* begin Exercise materials *
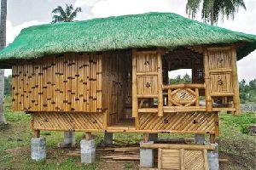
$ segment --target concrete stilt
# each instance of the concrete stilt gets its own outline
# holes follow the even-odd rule
[[[143,142],[141,142],[143,143]],[[148,143],[153,144],[153,141]],[[140,149],[140,167],[154,167],[154,150],[153,149]]]
[[[205,134],[195,134],[195,144],[204,144],[206,137]]]
[[[64,139],[62,143],[59,144],[58,146],[61,148],[74,147],[76,144],[75,133],[72,131],[64,131]]]
[[[46,158],[46,139],[44,137],[31,139],[31,158],[34,161],[44,161]]]
[[[80,142],[81,146],[81,163],[93,163],[96,159],[95,140],[83,139]]]
[[[215,143],[215,150],[208,150],[208,163],[210,170],[218,170],[218,144]]]
[[[148,141],[157,141],[158,140],[158,133],[150,133],[148,135]]]
[[[104,143],[106,144],[113,144],[113,139],[114,139],[114,135],[113,133],[105,133],[104,134]]]

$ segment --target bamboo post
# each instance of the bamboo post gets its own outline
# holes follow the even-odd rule
[[[199,90],[198,88],[195,89],[195,97],[196,97],[196,101],[195,101],[195,106],[199,106]]]
[[[157,160],[157,162],[158,162],[158,169],[161,169],[162,168],[162,167],[161,167],[161,165],[162,165],[162,149],[160,149],[160,148],[159,148],[158,149],[158,160]]]
[[[185,154],[185,150],[180,149],[180,169],[181,170],[185,170],[184,154]]]
[[[172,89],[168,89],[168,106],[172,106]]]
[[[235,48],[231,49],[231,66],[232,66],[232,83],[234,92],[234,106],[236,108],[235,115],[240,115],[240,99],[239,99],[239,82],[237,78],[236,51]]]
[[[204,51],[204,71],[205,71],[205,84],[206,84],[206,108],[207,111],[212,110],[212,101],[211,97],[211,82],[209,73],[209,63],[207,51]]]
[[[40,130],[36,129],[33,132],[34,132],[34,137],[35,138],[40,138]]]
[[[158,64],[158,116],[163,116],[163,75],[162,75],[162,51],[157,49]]]
[[[215,134],[210,134],[210,143],[215,144]]]
[[[137,92],[137,55],[136,49],[132,49],[132,117],[138,116]]]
* end Exercise materials *
What this task involves
Copy out every row above character for character, leaving out the picture lines.

Finished answer
$ segment --target concrete stilt
# each instance of the concrete stilt gets its own outline
# holes follow the even-odd rule
[[[143,142],[141,142],[143,143]],[[148,143],[153,144],[153,141]],[[140,149],[140,167],[154,167],[154,150],[153,149]]]
[[[205,134],[195,134],[195,144],[204,144],[206,137]]]
[[[64,139],[62,143],[59,144],[58,146],[61,148],[74,147],[76,144],[75,133],[72,131],[64,131]]]
[[[46,158],[46,139],[44,137],[31,139],[31,158],[34,161],[44,161]]]
[[[80,142],[81,146],[81,163],[93,163],[96,159],[95,140],[83,139]]]
[[[215,143],[215,150],[208,150],[208,163],[210,170],[218,170],[218,144]]]
[[[148,141],[157,141],[158,140],[158,133],[150,133],[148,135]]]
[[[104,143],[106,144],[113,144],[113,139],[114,139],[114,135],[113,133],[105,133],[104,134]]]

$ segment --target bamboo post
# each instance of the bamboo post gets its own outline
# holes follow the even-odd rule
[[[199,90],[198,88],[195,89],[195,97],[196,97],[196,101],[195,101],[195,106],[199,106]]]
[[[157,160],[157,162],[158,162],[158,169],[161,169],[162,168],[162,167],[161,167],[161,165],[162,165],[162,149],[160,149],[160,148],[159,148],[158,149],[158,160]]]
[[[185,154],[185,150],[180,149],[180,169],[181,170],[185,170],[184,154]]]
[[[172,89],[168,89],[168,106],[172,106]]]
[[[235,48],[231,49],[231,66],[232,66],[232,83],[234,92],[234,106],[236,108],[235,115],[240,115],[240,99],[239,99],[239,82],[237,78],[236,51]]]
[[[204,51],[204,71],[205,71],[205,84],[206,84],[206,108],[207,111],[212,110],[212,101],[211,97],[211,82],[209,73],[209,63],[207,51]]]
[[[40,130],[36,129],[33,132],[34,132],[34,137],[35,138],[40,138]]]
[[[158,64],[158,116],[163,116],[163,75],[162,75],[162,51],[157,49]]]
[[[215,134],[210,134],[210,143],[215,144]]]
[[[137,92],[137,55],[136,49],[132,49],[132,117],[138,116]]]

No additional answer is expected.